Tasks to complete:
1 > Under its first sense, what are all the meanings that the dictionary entry for "swerve" lists?
2 > In the dictionary entry for "swerve", what present participle form does the entry give?
3 > Could you echo the dictionary entry for "swerve", beginning at the words "2. The Collaborative" and stopping after "perhaps to E."?

Given text:

2. The Collaborative International Dictionary of English v.0.48
Swerve \Swerve\, v. i. [imp. & p. p. Swerved; p. pr. & vb. n.
   Swerving.] [OE. swerven, AS. sweorfan to wipe off, to file,
   to polish; akin to OFries. swerva to creep, D. zwerven to
   swerve, to rope, OS. swerban to wipe off, MHG. swerben to be
   whirled, OHG. swerban to wipe off, Icel. sverfa to file,
   Goth. swa['i]rban (in comp.) to wipe, and perhaps to E.
   swarm. Cf. Swarm.]
   1. To stray; to wander; to rope. [Obs.]
      [1913 Webster]

            A maid thitherward did run,
            To catch her sparrow which from her did swerve.
                                                  --Sir P.
                                                  Sidney.
      [1913 Webster]

   2. To go out of a straight line; to deflect. "The point [of
      the sword] swerved." --Sir P. Sidney.

Dataset records:
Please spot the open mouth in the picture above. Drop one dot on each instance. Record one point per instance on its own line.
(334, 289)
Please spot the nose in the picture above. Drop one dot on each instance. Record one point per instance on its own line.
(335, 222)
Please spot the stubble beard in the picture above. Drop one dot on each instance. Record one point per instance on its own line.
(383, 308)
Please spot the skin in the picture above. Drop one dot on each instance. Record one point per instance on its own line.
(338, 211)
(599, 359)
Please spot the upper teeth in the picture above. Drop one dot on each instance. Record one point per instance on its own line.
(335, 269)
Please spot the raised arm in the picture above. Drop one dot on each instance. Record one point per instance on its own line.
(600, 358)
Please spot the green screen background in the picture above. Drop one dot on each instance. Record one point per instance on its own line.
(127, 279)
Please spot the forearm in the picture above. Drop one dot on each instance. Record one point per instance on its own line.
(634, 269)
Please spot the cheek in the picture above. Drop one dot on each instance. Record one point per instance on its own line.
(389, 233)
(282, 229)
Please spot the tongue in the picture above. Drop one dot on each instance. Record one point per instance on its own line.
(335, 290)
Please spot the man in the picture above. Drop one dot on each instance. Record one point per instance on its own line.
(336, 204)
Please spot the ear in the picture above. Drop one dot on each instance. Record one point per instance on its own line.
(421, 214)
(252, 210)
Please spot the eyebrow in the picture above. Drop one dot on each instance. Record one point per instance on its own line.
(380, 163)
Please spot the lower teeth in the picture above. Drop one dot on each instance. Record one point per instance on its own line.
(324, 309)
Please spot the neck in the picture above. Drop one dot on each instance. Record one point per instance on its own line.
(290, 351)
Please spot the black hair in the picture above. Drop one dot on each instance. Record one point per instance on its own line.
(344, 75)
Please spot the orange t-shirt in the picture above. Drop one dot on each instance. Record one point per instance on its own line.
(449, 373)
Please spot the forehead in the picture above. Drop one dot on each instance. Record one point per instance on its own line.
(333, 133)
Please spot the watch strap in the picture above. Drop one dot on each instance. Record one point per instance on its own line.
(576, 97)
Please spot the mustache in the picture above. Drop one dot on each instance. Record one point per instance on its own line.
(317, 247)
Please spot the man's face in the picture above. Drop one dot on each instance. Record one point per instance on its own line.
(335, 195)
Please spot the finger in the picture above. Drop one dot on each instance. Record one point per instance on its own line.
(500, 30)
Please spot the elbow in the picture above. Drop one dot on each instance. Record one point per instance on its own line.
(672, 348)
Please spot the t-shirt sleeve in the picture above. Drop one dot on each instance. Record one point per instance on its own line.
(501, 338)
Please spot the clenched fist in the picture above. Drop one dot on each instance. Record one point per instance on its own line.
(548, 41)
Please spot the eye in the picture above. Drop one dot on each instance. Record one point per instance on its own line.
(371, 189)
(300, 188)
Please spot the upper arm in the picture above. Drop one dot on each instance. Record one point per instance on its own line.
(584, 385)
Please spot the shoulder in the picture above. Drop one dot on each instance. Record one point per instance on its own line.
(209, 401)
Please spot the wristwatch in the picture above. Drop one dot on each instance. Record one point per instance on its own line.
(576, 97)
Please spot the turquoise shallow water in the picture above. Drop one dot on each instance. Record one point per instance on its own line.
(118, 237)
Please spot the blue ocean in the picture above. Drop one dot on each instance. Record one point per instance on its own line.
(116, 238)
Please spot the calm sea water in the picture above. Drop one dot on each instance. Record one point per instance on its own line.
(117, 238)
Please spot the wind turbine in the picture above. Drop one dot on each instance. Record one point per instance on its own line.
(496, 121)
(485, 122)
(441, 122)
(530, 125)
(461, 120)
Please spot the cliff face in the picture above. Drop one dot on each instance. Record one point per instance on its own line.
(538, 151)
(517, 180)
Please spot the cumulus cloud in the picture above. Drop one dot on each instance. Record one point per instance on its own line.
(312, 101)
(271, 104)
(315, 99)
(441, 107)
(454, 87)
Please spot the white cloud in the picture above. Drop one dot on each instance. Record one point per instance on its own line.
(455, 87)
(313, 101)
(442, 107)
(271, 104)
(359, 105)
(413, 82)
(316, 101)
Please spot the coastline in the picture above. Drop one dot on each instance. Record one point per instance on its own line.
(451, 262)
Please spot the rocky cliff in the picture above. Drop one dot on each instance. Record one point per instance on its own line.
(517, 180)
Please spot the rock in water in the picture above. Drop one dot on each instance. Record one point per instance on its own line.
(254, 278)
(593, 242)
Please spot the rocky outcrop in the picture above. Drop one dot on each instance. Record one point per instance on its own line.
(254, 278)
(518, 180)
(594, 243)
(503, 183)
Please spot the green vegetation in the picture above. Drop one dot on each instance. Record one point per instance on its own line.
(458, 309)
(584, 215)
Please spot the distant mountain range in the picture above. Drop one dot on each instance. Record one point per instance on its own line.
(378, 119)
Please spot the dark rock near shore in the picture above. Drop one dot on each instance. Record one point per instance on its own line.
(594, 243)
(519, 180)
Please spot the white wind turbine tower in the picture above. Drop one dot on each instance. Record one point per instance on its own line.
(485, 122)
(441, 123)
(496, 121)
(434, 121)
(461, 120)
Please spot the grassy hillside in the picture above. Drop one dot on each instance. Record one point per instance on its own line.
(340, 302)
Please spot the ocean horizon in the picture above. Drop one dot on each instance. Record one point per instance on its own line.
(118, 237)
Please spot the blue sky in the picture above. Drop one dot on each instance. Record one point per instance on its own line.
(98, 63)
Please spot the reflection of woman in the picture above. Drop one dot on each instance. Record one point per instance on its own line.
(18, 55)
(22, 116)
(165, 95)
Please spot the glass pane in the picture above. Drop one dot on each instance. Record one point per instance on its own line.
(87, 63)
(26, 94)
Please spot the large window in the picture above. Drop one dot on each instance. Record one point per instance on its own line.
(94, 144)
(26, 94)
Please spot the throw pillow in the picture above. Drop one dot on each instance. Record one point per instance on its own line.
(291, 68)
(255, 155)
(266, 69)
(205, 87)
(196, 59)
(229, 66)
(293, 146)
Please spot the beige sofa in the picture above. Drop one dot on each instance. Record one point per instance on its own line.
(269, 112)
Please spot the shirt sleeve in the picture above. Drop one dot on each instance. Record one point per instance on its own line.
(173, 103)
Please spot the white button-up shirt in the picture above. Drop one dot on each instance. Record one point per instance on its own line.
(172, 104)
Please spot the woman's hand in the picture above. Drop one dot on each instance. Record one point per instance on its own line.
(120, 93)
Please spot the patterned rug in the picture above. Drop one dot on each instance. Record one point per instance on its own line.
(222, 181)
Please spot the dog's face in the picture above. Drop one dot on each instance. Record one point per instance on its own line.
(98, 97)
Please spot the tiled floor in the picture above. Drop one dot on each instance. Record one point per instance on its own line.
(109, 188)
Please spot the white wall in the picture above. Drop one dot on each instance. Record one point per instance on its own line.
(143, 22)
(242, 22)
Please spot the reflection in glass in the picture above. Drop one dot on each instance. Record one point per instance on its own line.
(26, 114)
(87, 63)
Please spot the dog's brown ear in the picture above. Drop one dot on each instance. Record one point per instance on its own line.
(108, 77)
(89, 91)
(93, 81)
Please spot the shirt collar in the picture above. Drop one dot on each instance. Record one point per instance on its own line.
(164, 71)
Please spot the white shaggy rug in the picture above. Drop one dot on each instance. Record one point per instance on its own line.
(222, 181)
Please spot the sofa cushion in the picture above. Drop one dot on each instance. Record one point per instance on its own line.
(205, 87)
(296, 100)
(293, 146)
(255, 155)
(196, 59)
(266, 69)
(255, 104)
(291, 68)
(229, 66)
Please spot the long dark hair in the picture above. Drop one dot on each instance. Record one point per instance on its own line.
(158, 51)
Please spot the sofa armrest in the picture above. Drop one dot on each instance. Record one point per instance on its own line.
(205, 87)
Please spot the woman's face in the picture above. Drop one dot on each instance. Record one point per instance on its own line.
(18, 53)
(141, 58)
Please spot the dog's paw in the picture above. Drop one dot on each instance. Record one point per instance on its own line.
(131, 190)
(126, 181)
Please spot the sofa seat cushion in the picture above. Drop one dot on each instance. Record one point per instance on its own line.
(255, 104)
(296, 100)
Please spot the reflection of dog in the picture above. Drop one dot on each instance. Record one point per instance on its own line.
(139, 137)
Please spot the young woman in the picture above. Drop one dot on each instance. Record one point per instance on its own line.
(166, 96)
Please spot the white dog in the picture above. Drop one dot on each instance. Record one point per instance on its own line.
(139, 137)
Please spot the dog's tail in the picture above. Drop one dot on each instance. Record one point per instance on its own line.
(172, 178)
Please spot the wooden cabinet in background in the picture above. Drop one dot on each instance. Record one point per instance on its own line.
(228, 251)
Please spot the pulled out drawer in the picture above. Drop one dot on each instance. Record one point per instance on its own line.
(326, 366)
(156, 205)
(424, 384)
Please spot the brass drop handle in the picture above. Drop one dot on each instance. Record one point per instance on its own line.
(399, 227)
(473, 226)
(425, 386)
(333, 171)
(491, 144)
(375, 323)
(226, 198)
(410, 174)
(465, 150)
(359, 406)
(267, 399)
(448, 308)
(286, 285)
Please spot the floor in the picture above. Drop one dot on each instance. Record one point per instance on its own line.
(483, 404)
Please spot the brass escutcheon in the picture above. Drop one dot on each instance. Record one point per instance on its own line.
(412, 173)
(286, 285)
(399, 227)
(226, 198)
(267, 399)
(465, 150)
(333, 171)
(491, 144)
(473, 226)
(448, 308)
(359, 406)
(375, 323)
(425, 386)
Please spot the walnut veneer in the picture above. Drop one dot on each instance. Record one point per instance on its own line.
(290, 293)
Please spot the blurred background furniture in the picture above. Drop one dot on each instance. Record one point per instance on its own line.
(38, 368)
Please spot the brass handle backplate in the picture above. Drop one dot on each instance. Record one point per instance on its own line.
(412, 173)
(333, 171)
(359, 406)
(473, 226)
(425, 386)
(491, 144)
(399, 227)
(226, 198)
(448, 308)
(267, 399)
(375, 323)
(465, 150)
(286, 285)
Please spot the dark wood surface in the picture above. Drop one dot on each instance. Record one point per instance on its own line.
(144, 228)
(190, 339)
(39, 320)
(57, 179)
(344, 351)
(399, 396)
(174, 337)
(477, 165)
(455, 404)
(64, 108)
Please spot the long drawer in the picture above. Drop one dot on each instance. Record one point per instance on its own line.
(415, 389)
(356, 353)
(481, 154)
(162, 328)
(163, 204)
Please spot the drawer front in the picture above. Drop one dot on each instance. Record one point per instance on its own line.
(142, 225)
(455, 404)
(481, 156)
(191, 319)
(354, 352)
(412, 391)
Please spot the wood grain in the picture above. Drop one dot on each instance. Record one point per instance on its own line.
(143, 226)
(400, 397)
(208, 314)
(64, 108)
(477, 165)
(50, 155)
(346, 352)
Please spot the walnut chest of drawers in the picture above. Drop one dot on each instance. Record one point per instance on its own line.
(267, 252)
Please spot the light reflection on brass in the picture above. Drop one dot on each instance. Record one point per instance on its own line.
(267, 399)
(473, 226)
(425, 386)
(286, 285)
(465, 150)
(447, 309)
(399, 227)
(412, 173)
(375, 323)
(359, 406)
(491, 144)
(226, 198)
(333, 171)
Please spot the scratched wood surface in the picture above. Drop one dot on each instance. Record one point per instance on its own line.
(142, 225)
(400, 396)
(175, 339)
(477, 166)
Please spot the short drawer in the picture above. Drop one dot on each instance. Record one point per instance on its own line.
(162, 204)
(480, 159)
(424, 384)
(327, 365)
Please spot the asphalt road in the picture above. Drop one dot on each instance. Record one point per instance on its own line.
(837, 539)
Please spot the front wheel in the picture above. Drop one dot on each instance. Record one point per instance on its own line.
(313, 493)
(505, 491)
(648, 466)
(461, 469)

Task-by-task results:
1 > To stray, to wander, and to rope.

2 > Swerving.

3 >
2. The Collaborative International Dictionary of English v.0.48
Swerve \Swerve\, v. i. [imp. & p. p. Swerved; p. pr. & vb. n.
   Swerving.] [OE. swerven, AS. sweorfan to wipe off, to file,
   to polish; akin to OFries. swerva to creep, D. zwerven to
   swerve, to rope, OS. swerban to wipe off, MHG. swerben to be
   whirled, OHG. swerban to wipe off, Icel. sverfa to file,
   Goth. swa['i]rban (in comp.) to wipe, and perhaps to E.